** begin SUPPLIED ENTRIES **

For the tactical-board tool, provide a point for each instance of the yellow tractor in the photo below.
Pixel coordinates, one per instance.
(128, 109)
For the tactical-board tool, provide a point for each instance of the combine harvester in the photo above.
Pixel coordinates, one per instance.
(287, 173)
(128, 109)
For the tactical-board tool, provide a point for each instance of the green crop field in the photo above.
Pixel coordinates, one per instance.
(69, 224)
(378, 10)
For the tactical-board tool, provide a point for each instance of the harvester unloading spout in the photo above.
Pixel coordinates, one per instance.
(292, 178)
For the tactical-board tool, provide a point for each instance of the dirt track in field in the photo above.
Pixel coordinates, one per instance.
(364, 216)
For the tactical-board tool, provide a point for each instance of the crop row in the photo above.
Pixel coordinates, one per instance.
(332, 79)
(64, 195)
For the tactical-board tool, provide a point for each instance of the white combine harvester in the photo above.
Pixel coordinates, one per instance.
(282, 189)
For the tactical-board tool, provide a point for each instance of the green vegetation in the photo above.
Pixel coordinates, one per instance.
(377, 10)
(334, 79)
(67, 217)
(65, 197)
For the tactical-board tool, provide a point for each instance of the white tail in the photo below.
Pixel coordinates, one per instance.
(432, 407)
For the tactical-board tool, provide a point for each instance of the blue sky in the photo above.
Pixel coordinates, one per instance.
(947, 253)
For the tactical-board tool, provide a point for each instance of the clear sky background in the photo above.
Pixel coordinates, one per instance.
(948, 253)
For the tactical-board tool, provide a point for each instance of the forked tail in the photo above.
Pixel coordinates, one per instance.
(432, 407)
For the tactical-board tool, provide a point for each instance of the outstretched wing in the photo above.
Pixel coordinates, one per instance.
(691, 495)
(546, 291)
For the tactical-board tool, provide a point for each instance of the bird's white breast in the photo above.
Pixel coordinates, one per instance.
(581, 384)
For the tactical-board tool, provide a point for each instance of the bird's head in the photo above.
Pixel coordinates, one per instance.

** end SUPPLIED ENTRIES **

- GOAL OF THE EXERCISE:
Reproduce the listing above, substituting "mapping tool" for each occurrence of "tactical-board tool" and keeping everything else the same.

- RESPONSE BELOW:
For the mapping tool, provide a point for each instance of the yellow tractor in the photo below.
Pixel coordinates, one per instance.
(128, 109)
For the mapping tool, provide a point for each instance of the combine harvester in the photo above.
Pixel coordinates, one per instance.
(287, 173)
(128, 109)
For the mapping tool, provide a point for each instance of the green crop field in the photo above.
Pixel coordinates, one per instance.
(69, 224)
(378, 10)
For the mapping tool, provide a point for each instance of the harvester unloading spout in the photo above.
Pixel coordinates, one per instance.
(292, 178)
For the mapping tool, provide a point for each instance of the dirt track in field in the photo above.
Pixel coordinates, one per instance.
(364, 216)
For the mapping tool, provide a point for each instance of the crop row in the photo above.
Pixel coordinates, one per instance.
(332, 79)
(64, 195)
For the mapping tool, provide a point for each instance of the white combine harvester in the photo above.
Pixel coordinates, one per instance.
(282, 189)
For the mapping tool, provide a point for each instance of the green vegetation in the photo above.
Pixel coordinates, one per instance.
(377, 10)
(334, 79)
(67, 217)
(65, 197)
For the mapping tool, provide a point for each instance of the white tail in the photo below.
Pixel coordinates, one per instance.
(432, 407)
For the mapping tool, provide a point for each instance of the blue sky in the photo above.
Pixel coordinates, one per instance.
(947, 253)
For the mapping tool, provide a point for each instance of the clear sky background in the photo above.
Pixel coordinates, one per instance.
(948, 253)
For the mapping tool, provide a point for each instance of the forked tail in the photo above.
Pixel coordinates, one per instance.
(432, 407)
For the mapping tool, provide a point for each instance of the outstretched wing in the photo above.
Pixel coordinates, one per instance.
(691, 495)
(546, 291)
For the mapping tool, provide a point for each instance of the bird's white breast in the photo above.
Pixel coordinates, one per instance.
(581, 384)
For the mapping tool, provide a point for each instance of the bird's head in the photo above.
Pixel coordinates, one per instance.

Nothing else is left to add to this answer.